## Page excerpt
I agree with the beam calculations. I did it the long way by integrating $\int \frac{M^2}{2EI}dx$ same results for this single applied load. (however, ignoring shear strain energy for this wide/shallow beam could be an error), but I'm not sure of its "overall factor" in setting up the dive?

Watching this video,



three jumps are made.

The first one she jumps and on the landing seems to be converting horizontal translational energy into a change in vertical potential, then a sequence of two jumps that seem to be focusing adding energy vertically with the legs on each jump.

So what is the mechanism that aids the increase in potential. Is a stiff spring less efficient in returning the energy - Obviously hoping on the floor ( a very stiff spring) like that isn't going to get you anywhere. Is it the persons physiology that is less efficient at generating the energy input on a stiff spring?

 

[jbriggs444]

So what is the mechanism that aids the increase in potential. Is a stiff spring less efficient in returning the energy

You pump energy into the system by pushing the spring farther from its equilibrium position (of course). For a fixed amount of available displacement (how far can you extend your legs) you provide more energy by pushing against a stiffer spring. However, there is a limit to how hard you can push.

There is also a trade-off. The amount of force that the legs can deliver depends on how close they are to being fully extended. With the knees flexed greatly, the available force is severely curtailed. With the knees only slightly bent, one can provide a much larger force. The ankles can do quite well also, albeit over a smaller range of extension.

With a strong spring, you get too little displacement to do any good.
With a weak spring, you get too little force to do much good.

Ideally, one would also like to tune things so that the cycle speed is low enough that you are not fighting muscle ramp-up time. A strong spring will leave you with little time to tense the muscles. But there are not enough parameters to adjust. You cannot optimize for everything.

The mechanism... You are increasing spring energy from $\frac{1}{2}kx^2$ to $\frac{1}{2}k(x + \Delta x)^2$. Spring stiffness is in the $k$. Leg extension is in the $\Delta x$. Peak leg force will be given by $k(x + \Delta x)$.

## Dataset
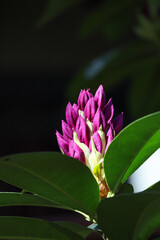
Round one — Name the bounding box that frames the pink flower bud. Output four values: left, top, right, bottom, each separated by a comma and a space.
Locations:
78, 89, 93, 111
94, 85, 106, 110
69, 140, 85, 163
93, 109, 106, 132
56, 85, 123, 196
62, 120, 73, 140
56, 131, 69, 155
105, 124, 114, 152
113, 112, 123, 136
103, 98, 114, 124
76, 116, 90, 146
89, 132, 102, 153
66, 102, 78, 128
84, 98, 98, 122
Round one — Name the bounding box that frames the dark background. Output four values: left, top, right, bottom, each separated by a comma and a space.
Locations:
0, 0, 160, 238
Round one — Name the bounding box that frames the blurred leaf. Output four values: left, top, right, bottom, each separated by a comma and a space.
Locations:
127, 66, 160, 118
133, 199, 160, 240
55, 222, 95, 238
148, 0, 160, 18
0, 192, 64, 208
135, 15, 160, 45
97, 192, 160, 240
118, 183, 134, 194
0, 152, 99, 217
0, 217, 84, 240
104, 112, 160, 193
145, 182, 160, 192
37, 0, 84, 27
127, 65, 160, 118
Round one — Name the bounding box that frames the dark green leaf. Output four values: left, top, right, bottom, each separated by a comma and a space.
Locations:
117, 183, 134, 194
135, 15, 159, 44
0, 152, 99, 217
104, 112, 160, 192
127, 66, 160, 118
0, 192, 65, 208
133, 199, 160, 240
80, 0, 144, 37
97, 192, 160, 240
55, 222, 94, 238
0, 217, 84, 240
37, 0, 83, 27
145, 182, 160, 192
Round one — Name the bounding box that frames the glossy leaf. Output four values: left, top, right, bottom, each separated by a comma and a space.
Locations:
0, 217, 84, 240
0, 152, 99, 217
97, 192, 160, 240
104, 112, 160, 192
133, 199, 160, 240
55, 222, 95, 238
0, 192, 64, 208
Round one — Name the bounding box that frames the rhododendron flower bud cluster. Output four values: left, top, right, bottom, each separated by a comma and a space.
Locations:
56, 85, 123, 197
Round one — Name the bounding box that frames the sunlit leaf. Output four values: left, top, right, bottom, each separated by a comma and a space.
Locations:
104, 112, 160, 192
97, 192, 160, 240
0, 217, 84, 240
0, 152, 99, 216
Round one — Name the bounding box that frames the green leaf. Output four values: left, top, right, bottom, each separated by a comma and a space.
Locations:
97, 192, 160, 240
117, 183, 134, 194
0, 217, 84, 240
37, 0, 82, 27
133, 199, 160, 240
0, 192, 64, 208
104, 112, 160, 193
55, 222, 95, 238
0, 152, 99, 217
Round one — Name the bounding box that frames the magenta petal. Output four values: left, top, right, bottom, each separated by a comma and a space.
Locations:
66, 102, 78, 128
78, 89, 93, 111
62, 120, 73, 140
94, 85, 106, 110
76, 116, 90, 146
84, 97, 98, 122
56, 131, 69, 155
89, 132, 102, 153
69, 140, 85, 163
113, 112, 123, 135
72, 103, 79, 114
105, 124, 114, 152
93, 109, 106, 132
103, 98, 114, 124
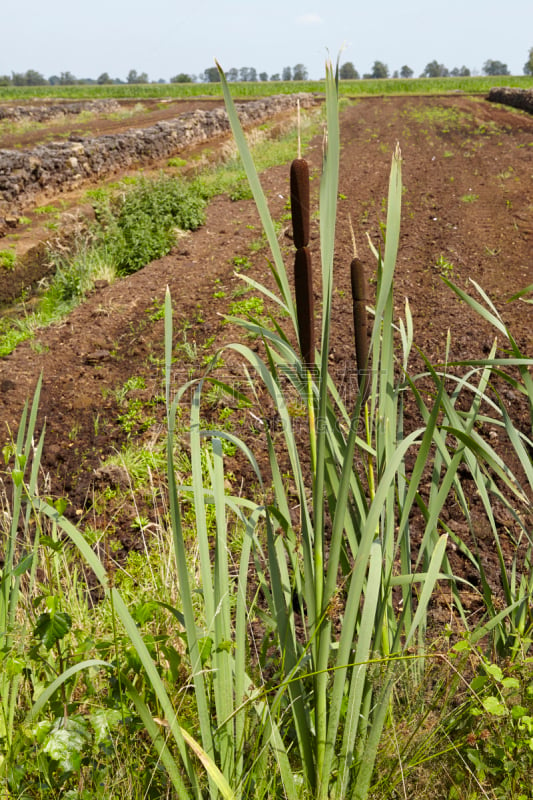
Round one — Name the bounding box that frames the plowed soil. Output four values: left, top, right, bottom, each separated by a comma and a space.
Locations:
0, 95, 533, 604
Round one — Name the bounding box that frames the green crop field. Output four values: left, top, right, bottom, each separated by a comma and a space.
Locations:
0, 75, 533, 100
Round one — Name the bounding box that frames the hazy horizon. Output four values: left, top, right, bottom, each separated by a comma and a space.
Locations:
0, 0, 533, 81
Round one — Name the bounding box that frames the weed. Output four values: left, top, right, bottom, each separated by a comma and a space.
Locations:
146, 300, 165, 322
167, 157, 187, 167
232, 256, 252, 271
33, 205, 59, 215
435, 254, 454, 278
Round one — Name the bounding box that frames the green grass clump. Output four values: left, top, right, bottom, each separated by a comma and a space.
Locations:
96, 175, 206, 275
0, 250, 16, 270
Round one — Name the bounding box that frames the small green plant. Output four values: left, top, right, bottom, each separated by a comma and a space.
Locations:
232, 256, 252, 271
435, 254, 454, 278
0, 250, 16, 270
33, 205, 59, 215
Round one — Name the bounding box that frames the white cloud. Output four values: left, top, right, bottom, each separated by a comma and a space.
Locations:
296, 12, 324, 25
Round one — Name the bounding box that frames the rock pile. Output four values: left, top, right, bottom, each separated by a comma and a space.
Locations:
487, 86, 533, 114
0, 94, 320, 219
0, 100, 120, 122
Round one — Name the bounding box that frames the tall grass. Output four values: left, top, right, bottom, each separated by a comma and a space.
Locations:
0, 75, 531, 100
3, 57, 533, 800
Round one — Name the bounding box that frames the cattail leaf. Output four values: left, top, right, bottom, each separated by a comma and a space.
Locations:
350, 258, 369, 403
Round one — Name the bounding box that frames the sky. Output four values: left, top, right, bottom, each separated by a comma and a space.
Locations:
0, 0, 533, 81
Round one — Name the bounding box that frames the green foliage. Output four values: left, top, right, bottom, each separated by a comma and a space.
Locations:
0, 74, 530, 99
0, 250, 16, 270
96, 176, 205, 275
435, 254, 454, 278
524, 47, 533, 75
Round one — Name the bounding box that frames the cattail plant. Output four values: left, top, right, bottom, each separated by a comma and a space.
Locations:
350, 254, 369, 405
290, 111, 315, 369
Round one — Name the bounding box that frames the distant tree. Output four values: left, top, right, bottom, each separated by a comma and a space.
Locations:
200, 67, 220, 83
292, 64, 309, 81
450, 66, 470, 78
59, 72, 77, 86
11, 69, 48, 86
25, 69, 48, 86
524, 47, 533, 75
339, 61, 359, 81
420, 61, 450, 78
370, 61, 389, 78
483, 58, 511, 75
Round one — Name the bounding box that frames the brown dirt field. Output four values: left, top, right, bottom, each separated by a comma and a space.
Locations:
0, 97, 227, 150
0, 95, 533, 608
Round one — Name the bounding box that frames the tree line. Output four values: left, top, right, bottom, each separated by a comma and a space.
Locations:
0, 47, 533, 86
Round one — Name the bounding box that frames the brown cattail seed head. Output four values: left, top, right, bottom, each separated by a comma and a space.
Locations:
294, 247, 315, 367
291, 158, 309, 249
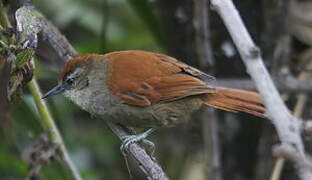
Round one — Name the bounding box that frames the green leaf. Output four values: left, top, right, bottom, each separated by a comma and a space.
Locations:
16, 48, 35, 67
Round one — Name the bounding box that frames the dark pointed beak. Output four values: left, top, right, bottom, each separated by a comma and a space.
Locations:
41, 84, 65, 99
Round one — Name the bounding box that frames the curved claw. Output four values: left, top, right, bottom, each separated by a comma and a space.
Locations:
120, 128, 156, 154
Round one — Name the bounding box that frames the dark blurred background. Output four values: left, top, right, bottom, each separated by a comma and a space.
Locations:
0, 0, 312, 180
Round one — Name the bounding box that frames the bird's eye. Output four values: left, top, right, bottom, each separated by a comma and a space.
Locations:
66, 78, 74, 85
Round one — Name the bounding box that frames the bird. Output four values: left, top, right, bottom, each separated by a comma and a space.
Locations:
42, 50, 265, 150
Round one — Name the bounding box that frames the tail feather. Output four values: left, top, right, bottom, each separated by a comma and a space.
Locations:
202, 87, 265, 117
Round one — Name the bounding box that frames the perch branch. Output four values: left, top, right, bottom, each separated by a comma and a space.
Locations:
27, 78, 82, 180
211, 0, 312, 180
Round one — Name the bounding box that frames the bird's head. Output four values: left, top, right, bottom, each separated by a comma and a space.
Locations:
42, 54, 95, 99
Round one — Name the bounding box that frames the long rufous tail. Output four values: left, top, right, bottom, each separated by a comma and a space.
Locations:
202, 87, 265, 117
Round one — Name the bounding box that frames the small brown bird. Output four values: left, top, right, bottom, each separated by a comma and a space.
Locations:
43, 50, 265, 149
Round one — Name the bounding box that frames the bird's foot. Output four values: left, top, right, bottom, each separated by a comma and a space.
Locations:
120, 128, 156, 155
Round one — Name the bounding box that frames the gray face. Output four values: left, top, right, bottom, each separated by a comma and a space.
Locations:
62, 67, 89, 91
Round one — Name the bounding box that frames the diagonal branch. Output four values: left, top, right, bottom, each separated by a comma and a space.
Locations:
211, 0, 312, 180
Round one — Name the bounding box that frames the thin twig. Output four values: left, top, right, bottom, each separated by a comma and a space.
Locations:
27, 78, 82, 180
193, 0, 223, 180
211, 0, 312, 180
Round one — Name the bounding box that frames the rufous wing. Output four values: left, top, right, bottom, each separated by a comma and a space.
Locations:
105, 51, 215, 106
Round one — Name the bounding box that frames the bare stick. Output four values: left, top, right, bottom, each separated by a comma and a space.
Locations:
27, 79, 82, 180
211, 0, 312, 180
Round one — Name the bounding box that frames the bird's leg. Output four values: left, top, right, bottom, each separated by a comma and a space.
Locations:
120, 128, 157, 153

## To be done
1. From the spring-stiffness thread, pull out the passage that begins at "three jumps are" and ends after "a stiff spring?".
2. In the spring-stiffness thread, what problem comes with pushing against a weak spring?

## Solutions per task
1.
three jumps are made.

The first one she jumps and on the landing seems to be converting horizontal translational energy into a change in vertical potential, then a sequence of two jumps that seem to be focusing adding energy vertically with the legs on each jump.

So what is the mechanism that aids the increase in potential. Is a stiff spring less efficient in returning the energy - Obviously hoping on the floor ( a very stiff spring) like that isn't going to get you anywhere. Is it the persons physiology that is less efficient at generating the energy input on a stiff spring?

2. You get too little force to do much good.